§ CHECK YOUR UNDERSTANDING
[A] In the emerging growth company passage, which section of the JOBS Act exempts emerging growth companies from having to comply with new or revised financial accounting standards until private companies must?
[B] Extend the emerging growth company passage beyond its final sentence.

§ PASSAGE FOR REVIEW
Emerging growth company The Company is an “emerging growth company,” as defined in Section 2(a) of the Securities Act, as modified by the Jumpstart Our Business Startups Act of 2012 (the “JOBS Act”), and it may take advantage of certain exemptions from various reporting requirements that are applicable to other public companies that are not emerging growth companies including, but not limited to, not being required to comply with the auditor attestation requirements of Section 404 of the Sarbanes-Oxley Act of 2002, reduced disclosure obligations regarding executive compensation in its periodic reports and proxy statements, and exemptions from the requirements of holding a non-binding advisory vote on executive compensation and stockholder approval of any golden parachute payments not previously approved.Further, section 102(b)(1) of the JOBS Act exempts emerging growth companies from being required to comply with new or revised financial accounting standards until private companies (that is, those that have not had a Securities Act registration statement declared effective or do not have a class of securities registered under the Exchange Act) are required to comply with the new or revised financial accounting standards. The JOBS Act provides that a company can elect to opt out of the extended transition period and comply with the requirements that apply to non-emerging growth companies but any such election to opt out is irrevocable. The Company has elected not to opt out of such extended transition period which means that when a standard is issued or revised and it has different application dates for public or private companies, the Company, as an emerging growth company, can adopt the new or revised standard at the time private companies adopt the new or revised standard. This may make comparison of the Company’s unaudited condensed financial statements with another public company which is neither an emerging growth company nor an emerging growth company which has opted out of using the extended transition period difficult or impossible because of the potential differences in accounting standards used.

§ ENTRIES PROVIDED
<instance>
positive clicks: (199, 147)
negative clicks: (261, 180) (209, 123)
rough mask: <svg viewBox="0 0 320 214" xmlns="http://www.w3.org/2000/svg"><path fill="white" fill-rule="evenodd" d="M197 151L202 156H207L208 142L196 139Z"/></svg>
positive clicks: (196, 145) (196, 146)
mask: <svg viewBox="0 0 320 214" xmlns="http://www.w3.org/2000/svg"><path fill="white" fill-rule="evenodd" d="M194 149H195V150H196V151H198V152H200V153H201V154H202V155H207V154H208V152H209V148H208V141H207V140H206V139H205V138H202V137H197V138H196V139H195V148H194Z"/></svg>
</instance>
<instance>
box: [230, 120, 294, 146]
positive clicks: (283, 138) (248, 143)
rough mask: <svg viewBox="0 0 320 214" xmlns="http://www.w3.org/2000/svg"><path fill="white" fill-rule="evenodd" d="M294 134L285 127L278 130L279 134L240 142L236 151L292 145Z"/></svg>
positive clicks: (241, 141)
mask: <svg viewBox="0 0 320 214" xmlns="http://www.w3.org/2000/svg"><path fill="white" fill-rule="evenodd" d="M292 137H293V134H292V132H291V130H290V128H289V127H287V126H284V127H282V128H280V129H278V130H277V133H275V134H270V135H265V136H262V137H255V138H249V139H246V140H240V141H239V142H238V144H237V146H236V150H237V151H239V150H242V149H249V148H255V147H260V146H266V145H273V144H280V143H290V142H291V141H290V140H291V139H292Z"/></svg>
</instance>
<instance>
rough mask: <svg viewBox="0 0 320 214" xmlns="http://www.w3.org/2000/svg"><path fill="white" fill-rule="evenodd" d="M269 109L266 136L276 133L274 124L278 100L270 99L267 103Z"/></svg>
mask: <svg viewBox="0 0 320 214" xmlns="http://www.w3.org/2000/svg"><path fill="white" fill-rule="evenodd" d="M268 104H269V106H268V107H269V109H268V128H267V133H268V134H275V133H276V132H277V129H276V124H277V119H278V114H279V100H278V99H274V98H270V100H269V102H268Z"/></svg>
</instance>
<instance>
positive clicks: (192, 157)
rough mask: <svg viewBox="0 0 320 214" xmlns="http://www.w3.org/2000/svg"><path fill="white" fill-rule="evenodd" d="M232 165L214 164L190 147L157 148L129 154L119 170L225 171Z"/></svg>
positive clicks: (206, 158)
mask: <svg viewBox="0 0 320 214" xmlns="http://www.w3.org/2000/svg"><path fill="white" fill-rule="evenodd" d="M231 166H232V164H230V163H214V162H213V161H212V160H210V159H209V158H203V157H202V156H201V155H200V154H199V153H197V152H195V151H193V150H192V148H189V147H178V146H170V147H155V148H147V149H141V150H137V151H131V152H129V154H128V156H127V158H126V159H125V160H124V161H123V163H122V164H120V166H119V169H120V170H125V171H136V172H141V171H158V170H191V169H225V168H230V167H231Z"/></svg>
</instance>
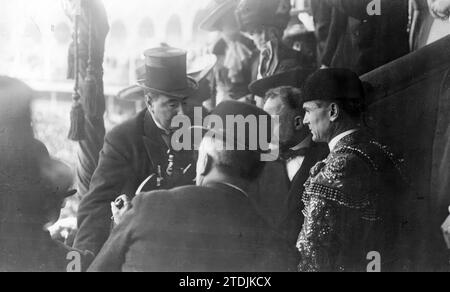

§ EXERCISE ANSWERS
[A] Section 102(b)(1)

[B]
Use of estimates
The preparation of the unaudited condensed financial statements in conformity with U.S. GAAP requires management to make estimates and assumptions that affect the reported amounts of assets and liabilities and disclosure of contingent assets and liabilities at the date of the unaudited condensed financial statements and the reported amounts of revenues and expenses during the reporting periods.

Making estimates requires management to exercise significant judgment. Accordingly, the actual results could differ significantly from those estimates.
Cash and cash equivalents The Company considers all short-term investments with an original maturity of three months or less when purchased to be cash equivalents. The Company had no cash equivalents as of June 30, 2022 and December 31, 2021, respectively.
Investments held in trust account The proceeds held in the Trust Account may only be invested (i) in U.S. government treasury bills with a maturity of 185 days or less or (ii) in money market funds meeting certain conditions under Rule 2a-7 under the Investment Company Act which invest only in direct U.S. government treasury obligations. The investments held in the Trust Account are currently invested in a U.S. Treasury securities money market fund, which are presented at fair value on the condensed balance sheets. Gains and losses resulting from the change in fair value of these U.S. Treasury securities is included in interest and dividend income in the unaudited condensed statements of operations. The Company had $230,257,369 and $230,026,609 of investments held in the Trust Account as of June 30, 2022 and December 31, 2021, respectively. Consistent with the Company's desire to comply with the terms of the proposed safe harbor outlined in the 2022 Proposed Rule, the Company may elect to hold such proceeds in a non-interest bearing account. If the Company makes such an election, the funds held in the Trust Account will not increase, which will limit the funds available for payment of taxes and dissolution expenses or for distribution to public stockholders.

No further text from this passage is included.